In the excerpt on separating slow wave and spike components, what sampling frequency did Wang and Chen use?

Excerpt.

..........

The approach that was used resembles to a large extent what was used by others. Several studies have concentrated on differentiating between the slow wave and the spike component of the electrical signals and many have used the frequency differences between the two waveforms [1, 7, 10] as was done in the current study. Wang and Chen [23] has used a different approach of blind separation to differentiate between the two waveforms. Aside from the fact that their sampling frequency was much lower (20 Hz instead of 1,000 Hz) and their use of bipolar instead of unipolar recordings, their analysis was performed off-line.

..........

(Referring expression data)
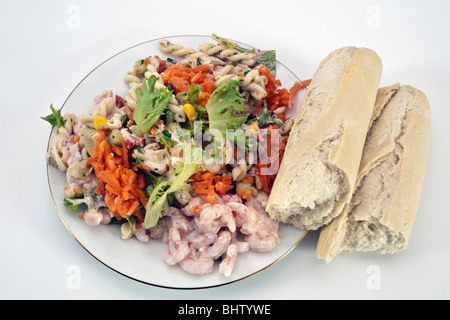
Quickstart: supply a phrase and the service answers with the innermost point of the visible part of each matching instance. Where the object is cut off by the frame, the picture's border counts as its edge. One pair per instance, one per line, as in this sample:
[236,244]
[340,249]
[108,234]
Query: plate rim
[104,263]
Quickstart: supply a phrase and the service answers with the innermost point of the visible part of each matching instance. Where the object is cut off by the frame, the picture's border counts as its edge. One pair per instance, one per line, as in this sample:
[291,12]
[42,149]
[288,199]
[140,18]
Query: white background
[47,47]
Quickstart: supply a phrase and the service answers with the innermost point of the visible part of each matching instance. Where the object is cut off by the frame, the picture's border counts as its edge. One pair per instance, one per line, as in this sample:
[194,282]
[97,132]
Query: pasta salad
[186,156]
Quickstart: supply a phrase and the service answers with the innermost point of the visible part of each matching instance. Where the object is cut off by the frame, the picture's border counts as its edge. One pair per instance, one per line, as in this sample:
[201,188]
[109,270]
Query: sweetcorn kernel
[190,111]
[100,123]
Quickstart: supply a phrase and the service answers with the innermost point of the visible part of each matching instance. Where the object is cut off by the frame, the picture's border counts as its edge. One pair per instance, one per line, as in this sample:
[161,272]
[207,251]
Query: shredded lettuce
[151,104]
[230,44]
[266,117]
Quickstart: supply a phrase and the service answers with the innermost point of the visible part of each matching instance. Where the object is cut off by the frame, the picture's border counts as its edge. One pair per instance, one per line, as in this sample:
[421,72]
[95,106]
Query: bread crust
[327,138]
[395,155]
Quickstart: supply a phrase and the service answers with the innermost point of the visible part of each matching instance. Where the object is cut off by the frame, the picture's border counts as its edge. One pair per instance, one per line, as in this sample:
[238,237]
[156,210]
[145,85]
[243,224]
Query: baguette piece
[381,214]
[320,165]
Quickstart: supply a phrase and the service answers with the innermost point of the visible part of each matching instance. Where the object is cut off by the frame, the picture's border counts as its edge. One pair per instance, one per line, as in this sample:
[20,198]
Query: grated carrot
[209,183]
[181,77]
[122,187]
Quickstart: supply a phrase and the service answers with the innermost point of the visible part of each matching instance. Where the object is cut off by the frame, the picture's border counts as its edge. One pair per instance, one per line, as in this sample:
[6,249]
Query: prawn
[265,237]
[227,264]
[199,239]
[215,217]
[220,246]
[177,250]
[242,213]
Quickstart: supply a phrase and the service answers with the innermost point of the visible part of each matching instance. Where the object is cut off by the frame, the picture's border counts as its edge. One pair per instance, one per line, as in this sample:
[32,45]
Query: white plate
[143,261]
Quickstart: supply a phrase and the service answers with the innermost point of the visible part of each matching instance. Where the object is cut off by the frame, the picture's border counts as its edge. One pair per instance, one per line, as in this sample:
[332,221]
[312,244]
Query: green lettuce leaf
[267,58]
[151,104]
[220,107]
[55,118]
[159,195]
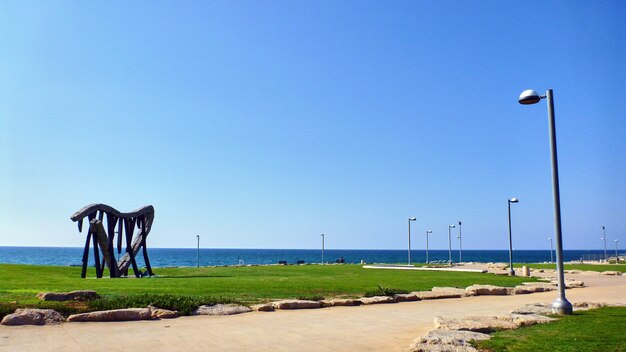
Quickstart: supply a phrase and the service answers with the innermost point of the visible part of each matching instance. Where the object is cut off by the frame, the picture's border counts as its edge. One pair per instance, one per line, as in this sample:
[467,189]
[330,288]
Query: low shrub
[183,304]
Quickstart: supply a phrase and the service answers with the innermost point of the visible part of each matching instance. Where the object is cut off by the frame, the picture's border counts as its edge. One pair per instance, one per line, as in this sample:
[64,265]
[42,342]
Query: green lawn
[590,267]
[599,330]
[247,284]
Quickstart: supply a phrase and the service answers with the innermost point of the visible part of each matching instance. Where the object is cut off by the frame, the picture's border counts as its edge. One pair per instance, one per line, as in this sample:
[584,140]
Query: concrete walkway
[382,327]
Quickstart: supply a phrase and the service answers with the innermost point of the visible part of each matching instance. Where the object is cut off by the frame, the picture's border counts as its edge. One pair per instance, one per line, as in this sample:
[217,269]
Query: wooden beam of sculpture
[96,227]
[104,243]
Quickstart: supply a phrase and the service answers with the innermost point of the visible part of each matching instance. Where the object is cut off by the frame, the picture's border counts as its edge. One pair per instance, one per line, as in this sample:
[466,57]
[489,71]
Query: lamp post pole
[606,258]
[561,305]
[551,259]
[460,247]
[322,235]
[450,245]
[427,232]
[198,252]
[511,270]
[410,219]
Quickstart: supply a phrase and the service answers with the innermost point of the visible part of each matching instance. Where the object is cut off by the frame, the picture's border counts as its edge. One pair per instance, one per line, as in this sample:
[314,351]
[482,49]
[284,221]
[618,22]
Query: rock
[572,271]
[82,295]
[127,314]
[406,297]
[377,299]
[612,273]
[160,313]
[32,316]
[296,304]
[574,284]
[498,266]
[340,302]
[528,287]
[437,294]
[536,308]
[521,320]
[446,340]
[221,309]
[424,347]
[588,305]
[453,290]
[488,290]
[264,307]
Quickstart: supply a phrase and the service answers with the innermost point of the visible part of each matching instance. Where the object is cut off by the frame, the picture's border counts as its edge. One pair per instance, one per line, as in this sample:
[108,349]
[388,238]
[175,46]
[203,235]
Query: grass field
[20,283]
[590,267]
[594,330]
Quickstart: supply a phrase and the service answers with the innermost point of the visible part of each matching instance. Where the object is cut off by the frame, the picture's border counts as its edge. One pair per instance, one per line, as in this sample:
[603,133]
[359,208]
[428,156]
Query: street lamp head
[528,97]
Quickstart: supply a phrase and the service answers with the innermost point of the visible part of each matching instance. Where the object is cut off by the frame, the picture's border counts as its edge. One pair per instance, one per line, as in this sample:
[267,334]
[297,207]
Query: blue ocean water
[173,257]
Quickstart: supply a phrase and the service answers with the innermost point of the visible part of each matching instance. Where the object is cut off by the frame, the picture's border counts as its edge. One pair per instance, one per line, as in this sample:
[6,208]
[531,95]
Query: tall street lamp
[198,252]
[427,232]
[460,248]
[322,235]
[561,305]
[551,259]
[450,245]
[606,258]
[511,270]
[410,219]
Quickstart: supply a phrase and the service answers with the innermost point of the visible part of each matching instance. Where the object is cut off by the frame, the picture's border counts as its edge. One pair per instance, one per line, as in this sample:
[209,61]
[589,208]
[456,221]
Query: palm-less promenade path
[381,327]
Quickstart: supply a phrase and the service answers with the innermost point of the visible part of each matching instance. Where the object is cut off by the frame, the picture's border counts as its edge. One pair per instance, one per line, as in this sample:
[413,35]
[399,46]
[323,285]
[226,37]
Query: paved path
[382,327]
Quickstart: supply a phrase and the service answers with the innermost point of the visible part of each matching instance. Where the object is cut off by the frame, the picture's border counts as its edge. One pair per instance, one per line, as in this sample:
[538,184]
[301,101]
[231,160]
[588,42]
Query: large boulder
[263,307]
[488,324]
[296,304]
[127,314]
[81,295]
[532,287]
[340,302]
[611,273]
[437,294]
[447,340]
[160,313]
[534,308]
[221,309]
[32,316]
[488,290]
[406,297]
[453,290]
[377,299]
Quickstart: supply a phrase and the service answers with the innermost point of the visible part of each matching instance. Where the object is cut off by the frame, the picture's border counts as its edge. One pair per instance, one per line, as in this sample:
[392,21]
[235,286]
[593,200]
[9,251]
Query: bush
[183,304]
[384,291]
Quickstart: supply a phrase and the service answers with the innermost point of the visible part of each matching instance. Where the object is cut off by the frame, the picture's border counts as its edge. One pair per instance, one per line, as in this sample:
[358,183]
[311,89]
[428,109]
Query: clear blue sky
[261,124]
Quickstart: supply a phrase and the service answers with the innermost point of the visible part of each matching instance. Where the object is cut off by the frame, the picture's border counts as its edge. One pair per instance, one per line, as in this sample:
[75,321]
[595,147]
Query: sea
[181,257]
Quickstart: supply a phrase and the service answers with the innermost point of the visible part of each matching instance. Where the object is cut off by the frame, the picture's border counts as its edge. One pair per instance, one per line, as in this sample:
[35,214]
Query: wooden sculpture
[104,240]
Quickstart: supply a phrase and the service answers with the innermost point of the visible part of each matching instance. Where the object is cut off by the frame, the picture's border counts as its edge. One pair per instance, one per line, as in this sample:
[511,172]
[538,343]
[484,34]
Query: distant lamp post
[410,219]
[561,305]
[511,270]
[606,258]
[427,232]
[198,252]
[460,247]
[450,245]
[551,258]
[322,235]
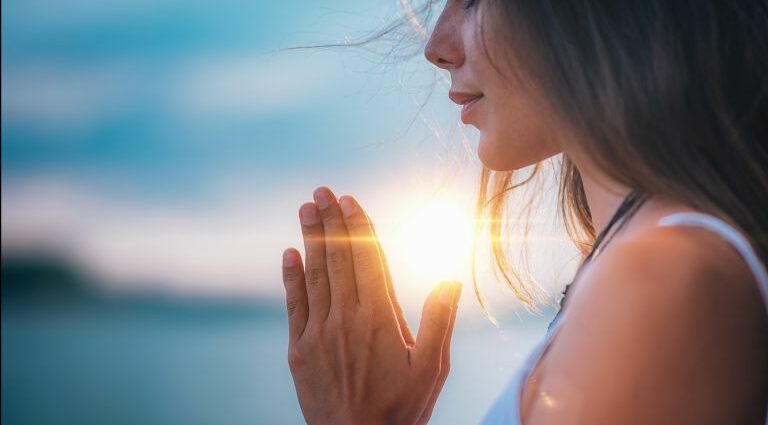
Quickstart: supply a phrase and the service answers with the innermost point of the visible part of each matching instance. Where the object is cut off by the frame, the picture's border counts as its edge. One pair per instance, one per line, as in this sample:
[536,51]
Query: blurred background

..........

Task result.
20 Hz, compared with 1,000 Hz in the current study.